Directions: Please write out all the entries exactly, without the pictures.

*** Dataset extract ***

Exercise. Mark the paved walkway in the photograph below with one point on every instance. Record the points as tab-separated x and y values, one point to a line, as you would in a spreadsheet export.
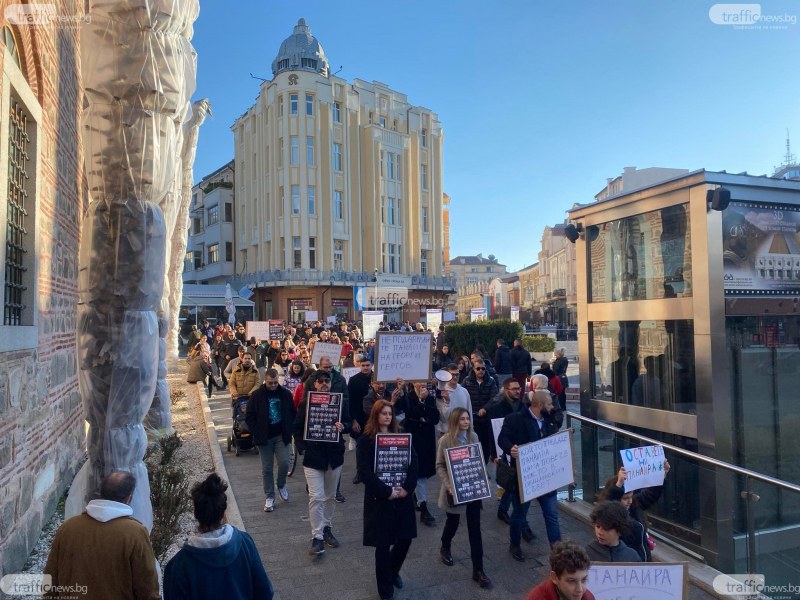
347	573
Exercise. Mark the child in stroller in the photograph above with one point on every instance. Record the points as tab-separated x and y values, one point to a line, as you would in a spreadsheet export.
240	438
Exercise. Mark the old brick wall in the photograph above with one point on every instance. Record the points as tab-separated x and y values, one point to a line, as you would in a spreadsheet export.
41	418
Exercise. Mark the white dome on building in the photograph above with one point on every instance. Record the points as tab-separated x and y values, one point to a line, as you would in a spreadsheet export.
301	52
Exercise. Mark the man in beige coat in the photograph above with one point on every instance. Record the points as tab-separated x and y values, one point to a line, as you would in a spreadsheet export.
104	551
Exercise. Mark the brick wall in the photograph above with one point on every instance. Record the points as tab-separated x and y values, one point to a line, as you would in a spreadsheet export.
41	419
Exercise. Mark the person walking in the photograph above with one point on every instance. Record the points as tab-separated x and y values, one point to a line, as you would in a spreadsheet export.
389	518
270	417
218	561
459	433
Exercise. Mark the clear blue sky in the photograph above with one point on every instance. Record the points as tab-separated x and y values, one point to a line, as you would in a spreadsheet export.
540	101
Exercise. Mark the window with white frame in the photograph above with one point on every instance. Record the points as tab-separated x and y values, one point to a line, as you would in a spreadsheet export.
213	254
338	255
297	252
311	193
295	199
338	205
19	151
337	157
310	151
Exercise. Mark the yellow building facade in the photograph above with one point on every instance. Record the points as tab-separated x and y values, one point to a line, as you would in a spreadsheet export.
338	184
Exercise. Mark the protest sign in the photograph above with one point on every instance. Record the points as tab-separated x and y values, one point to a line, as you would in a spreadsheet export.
322	412
639	581
645	466
467	472
497	425
392	457
276	330
326	350
404	355
348	372
257	329
545	465
372	321
433	318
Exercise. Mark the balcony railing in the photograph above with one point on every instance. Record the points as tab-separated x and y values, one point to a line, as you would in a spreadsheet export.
281	277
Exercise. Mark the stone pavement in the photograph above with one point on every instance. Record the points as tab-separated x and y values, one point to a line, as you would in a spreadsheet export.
283	538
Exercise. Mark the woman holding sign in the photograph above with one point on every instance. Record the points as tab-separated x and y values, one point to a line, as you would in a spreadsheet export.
459	433
389	517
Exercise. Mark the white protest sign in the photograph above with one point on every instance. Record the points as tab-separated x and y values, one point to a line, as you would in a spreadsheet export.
639	581
545	465
404	355
257	329
348	372
372	321
325	350
433	318
497	425
645	466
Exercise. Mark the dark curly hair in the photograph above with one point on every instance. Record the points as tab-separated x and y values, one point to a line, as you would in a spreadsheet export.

***

Reply to the exercise:
Exercise. Mark the paved walkway in the photograph below with one point on every instance. Record the points as tab-separated x and y values, one point to a line, as you would in a spreadsheet export.
347	573
Exercise. Mark the child in stroller in the photograph above with one point on every instance. Record the points as tab-separated x and y values, one point to a line, as you would in a spreadsheet export.
240	438
Exercise. Mark the old brick wall in the photograph above with one point on every instance. Record the points as tab-separated x and y values, one point to a line, as you would in a spreadsheet export.
41	418
Exercise. Mark the white dome on building in the photograph above with one point on every instance. Record the points as tab-separated x and y values, one point to a line, as you would in a spreadsheet export.
301	52
Exercise. Mark the man in beige coat in the photograph above with one point on every instance. Record the points as tab-separated x and y values, one point to a line, as you would in a spreadsheet export.
104	551
Exercise. Mark the brick wall in the photograph above with one point on every instance. Record the points as tab-separated x and y values, one point to a line, as you would in a spreadsheet export.
41	419
Exercise. Mark the person walking in the photograph above with one point on every instance. Record the points as tab-separated x and y values, one point to a line, as you would in a spreadsheet export.
389	518
270	417
218	561
459	433
Exercise. Mark the clear blue sky in the photograph above with one point on every instance. Record the points as tab-separated x and y values, one point to a line, as you would in a spreadsheet export.
540	101
Exercise. Mark the window with white frame in the photograph above with one point on every instance. Record the points as tab-separated x and y values, one point to a line, as you would in a spreadsheet export.
213	254
338	255
297	252
311	193
295	199
338	205
19	151
337	157
310	151
Exercise. Mark the yellow building facade in the photograph above with one point on every instance. Record the points as tab-separated x and y values, one point to a line, as you would in a spreadsheet export.
338	184
Exercise. Mark the protest sign in the photograph above with one point on every instance. Record the points as tab-separated x and y values, one point to a line, as you would in a spreadsheet export.
322	412
639	581
645	466
467	472
497	425
392	457
276	330
326	350
404	355
348	372
257	329
545	465
372	321
433	318
Exercise. Mark the balcony railing in the photograph above with one point on every instance. Record the points as tab-separated x and y values, one point to a line, as you would in a spreadsheet export.
281	277
Exercise. Mark the stone pavement in the photograph above with one point on every instance. Record the points as tab-separated x and y values, one point to a line, as you would in a spreadsheet export.
283	538
Exercise. Mark the woman holding sign in the photograph above with one point on every instance. Record the points as tab-separated x and y values, one point to a line, as you would in a spreadsheet export.
459	433
389	517
Exercise. Mark the white protest sign in the photograph above with one point on every instance. Record the points as tab-separated x and y values, one point to a line, as you would in a spreadsheet export.
639	581
545	465
404	355
257	329
348	372
372	321
325	350
433	318
497	425
645	466
Exercise. Mark the dark curly hair in the photograph above with one point on every instance. Record the points as tab-separated x and y values, one point to a line, as you would in a spreadsheet export.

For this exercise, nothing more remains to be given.